■ Exercise instructions:
Convert every line of the data below into a JSON list of strings, one string per line, skipping blank lines and leaving out the pictures.

## begin Given records

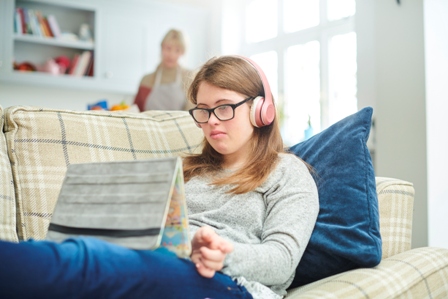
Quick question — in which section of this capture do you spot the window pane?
[281,41,320,146]
[246,0,277,43]
[250,51,278,103]
[283,0,319,32]
[327,0,356,21]
[328,32,357,125]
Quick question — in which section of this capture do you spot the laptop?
[46,157,191,257]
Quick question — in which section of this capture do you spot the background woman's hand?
[190,226,233,278]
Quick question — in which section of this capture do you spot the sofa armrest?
[285,247,448,299]
[376,177,414,259]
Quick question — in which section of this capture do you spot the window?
[241,0,357,145]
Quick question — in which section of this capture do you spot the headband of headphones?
[237,56,275,127]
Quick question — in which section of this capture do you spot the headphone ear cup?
[250,97,264,128]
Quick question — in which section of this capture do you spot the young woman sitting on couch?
[0,56,319,299]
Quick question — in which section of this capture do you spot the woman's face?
[196,82,254,168]
[162,41,184,68]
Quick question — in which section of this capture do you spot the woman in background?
[134,29,191,111]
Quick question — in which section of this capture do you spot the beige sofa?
[0,106,448,299]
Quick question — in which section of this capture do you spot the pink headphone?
[236,56,275,128]
[196,55,275,128]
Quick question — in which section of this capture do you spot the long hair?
[183,56,284,194]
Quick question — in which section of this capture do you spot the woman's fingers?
[200,247,226,271]
[196,263,216,278]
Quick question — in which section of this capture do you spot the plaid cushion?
[5,106,203,240]
[376,177,414,259]
[0,106,18,242]
[285,247,448,299]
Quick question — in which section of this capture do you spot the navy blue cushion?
[290,107,381,287]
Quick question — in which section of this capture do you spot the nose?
[207,112,219,124]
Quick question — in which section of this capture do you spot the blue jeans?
[0,238,252,299]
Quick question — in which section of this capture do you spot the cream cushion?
[5,107,203,240]
[0,106,18,242]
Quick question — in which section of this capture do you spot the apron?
[145,68,187,110]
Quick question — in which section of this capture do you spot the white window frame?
[239,0,355,133]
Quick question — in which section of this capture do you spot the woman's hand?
[190,226,233,278]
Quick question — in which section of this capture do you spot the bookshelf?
[0,0,97,85]
[0,0,208,94]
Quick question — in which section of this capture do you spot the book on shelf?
[67,54,79,75]
[47,15,61,38]
[68,51,93,77]
[27,9,43,36]
[14,8,24,34]
[14,7,61,38]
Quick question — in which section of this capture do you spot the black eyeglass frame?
[188,97,255,124]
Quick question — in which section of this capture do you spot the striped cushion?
[5,106,203,240]
[376,177,414,259]
[0,106,18,242]
[286,247,448,299]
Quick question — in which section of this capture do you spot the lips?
[210,130,226,139]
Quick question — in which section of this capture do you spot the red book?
[17,7,28,34]
[43,17,54,37]
[67,54,79,75]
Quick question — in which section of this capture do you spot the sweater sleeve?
[223,157,319,286]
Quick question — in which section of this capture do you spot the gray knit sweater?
[185,154,319,299]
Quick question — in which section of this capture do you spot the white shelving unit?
[0,0,97,87]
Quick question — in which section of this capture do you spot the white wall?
[0,0,221,110]
[356,0,428,247]
[424,0,448,248]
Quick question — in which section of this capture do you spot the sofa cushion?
[5,106,203,240]
[290,107,381,287]
[0,106,18,242]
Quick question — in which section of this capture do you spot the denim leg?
[0,238,252,299]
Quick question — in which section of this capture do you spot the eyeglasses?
[188,97,254,124]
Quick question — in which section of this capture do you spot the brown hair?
[160,29,187,53]
[183,56,284,194]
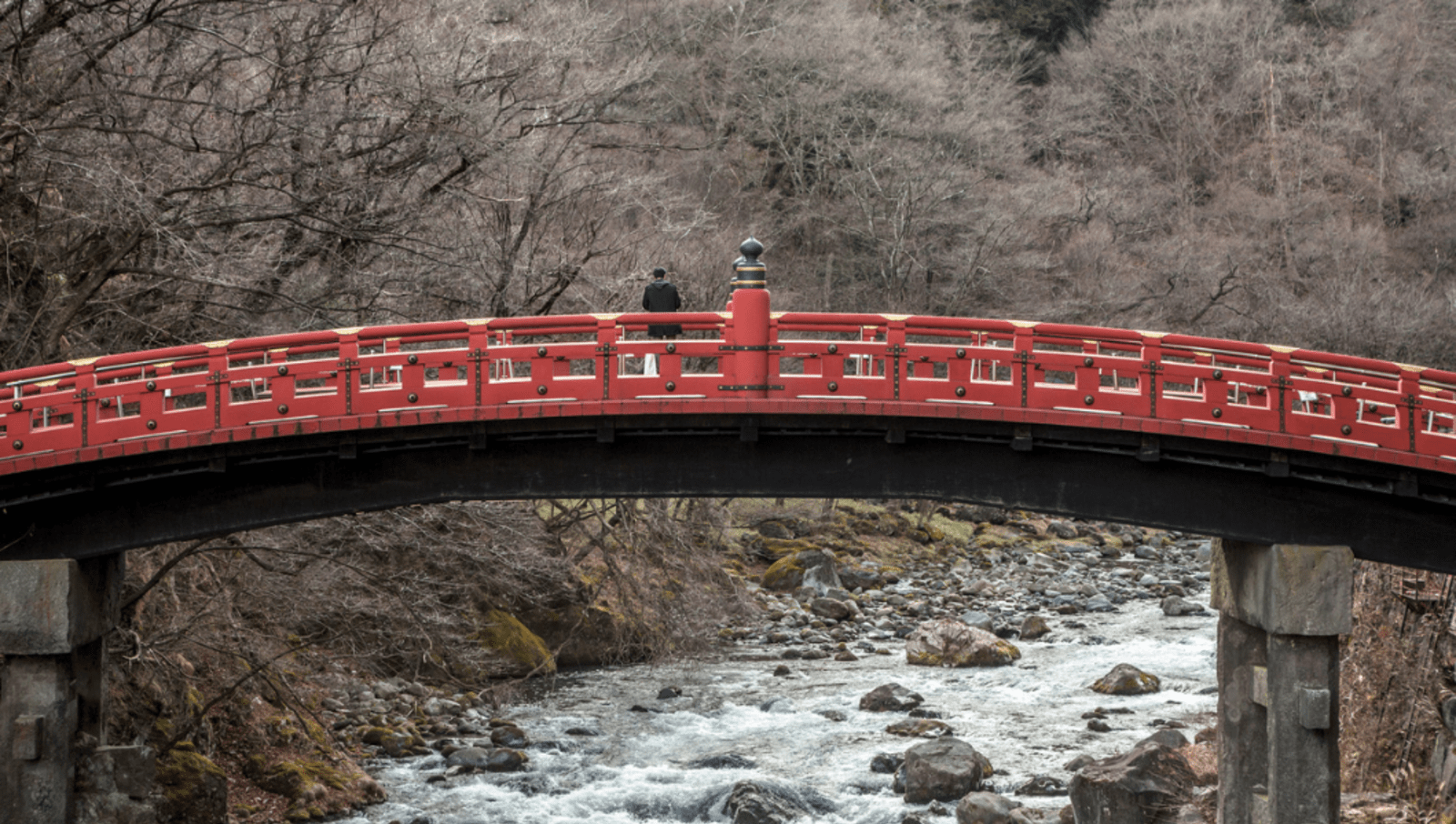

## end Given records

■ Expected answer:
[
  "Quick question — in which section of this capture do you spot the window pane?",
  "[281,41,320,146]",
  "[246,0,277,43]",
  "[250,51,278,103]",
  "[283,0,319,32]",
  "[327,0,356,21]",
  "[328,32,357,125]",
  "Quick question — in which section of this capture do you spot the laptop?",
  "[46,157,191,257]",
  "Quick question — in which section of this capture do you spot the background woman's hand?",
  "[190,226,233,278]",
  "Quick question — in which section of this capture do you spot the sofa armrest?",
  "[285,247,448,299]",
  "[376,177,414,259]",
  "Quick question — in which section of this capture do you spot the window?",
  "[241,0,357,145]",
  "Quick question — in which section of this capture do you spot the headband of headphones?",
  "[237,56,275,127]",
  "Quick question — in which section of this capture do you spot the headphone ear cup?",
  "[250,97,264,128]",
  "Quick question — in which section of this capture do you spot the young woman sitting on couch?",
  "[0,56,319,299]",
  "Quick question — in which section of this capture do you spot the woman's face?",
  "[196,82,254,168]",
  "[162,41,184,68]",
  "Quick question — in which section of this capture do you spot the woman in background?",
  "[134,29,191,111]",
  "Quick question — in which section of this capture do you spot the beige sofa?",
  "[0,106,448,299]",
  "Quick question — in which section of this capture do you spot the pink headphone?",
  "[236,56,275,128]",
  "[196,55,275,128]",
  "Quick question — in which section of this capture do you spot the long hair?",
  "[183,56,284,194]",
  "Quick question — in which section of this capture do you spot the woman's fingers?",
  "[200,247,226,271]",
  "[196,263,216,278]",
  "Quick question — in which section of this capture do you spot the plaid cushion?",
  "[5,106,203,240]",
  "[376,177,414,259]",
  "[0,106,18,242]",
  "[285,247,448,299]",
  "Quick question — in which section of this capture do you spot the navy blue cushion?",
  "[290,107,381,287]",
  "Quick question — in which section of this capture do you spot the nose?",
  "[207,112,219,124]",
  "Quick question — in which section of this capture do you spot the blue jeans?",
  "[0,238,252,299]",
  "Quick question — in which section of this capture do you spot the cream cushion?",
  "[5,107,203,240]",
  "[0,106,18,242]",
  "Quick question — in which section of this capture do you spot the apron?",
  "[145,68,187,110]",
  "Quick question — in which section of this capture do you spot the white window frame?",
  "[239,0,355,133]",
  "Quick question — in which section of this capture do you spot the woman's hand?",
  "[190,226,233,278]",
  "Quick question — in which section of this capture do you spot the bookshelf?",
  "[0,0,97,85]",
  "[0,0,208,94]",
  "Quick question — in which section of this capture do you spot the book on shelf?",
  "[67,54,79,75]",
  "[47,15,61,38]",
  "[68,51,93,77]",
  "[27,9,43,36]",
  "[14,8,24,34]",
  "[14,7,61,38]",
  "Quick question — in which section of this capture do you spot the black eyeglass frame?",
  "[188,97,255,124]",
  "Quick question — in which section of this capture do you spot the striped cushion?",
  "[5,106,203,240]",
  "[376,177,414,259]",
  "[0,106,18,242]",
  "[286,247,448,299]",
  "Quick question — in which section of this capture do you spot the lips?",
  "[210,130,226,139]",
  "Quick question — in which section of this capture do you spot the red book?",
  "[17,7,28,34]",
  "[43,17,54,37]",
  "[67,54,79,75]",
  "Quick question — in which section of this capture do you spot the sweater sleeve?",
  "[223,157,319,286]",
  "Quick question — in which section of this capture do you spot the gray knit sweater?",
  "[185,154,319,299]",
  "Quick question — in which section of this capture do you spot the white shelving unit?",
  "[0,0,97,87]",
  "Quick question — in which section of this capture do you spot the white wall?",
  "[0,0,221,110]",
  "[356,0,428,247]",
  "[424,0,448,248]",
  "Quick question — in which section of this capture do you spot the sofa cushion?",
  "[5,106,203,240]",
  "[290,107,381,287]",
  "[0,106,18,242]",
  "Quick question — in which section of this capture do you spot the denim leg?",
  "[0,238,252,299]",
  "Quick question — in which section of this capture do you spot the eyeglasses?",
  "[188,97,254,124]",
  "Quick question — in which section of this capture do you spot the brown hair?",
  "[160,29,187,53]",
  "[183,56,284,194]"
]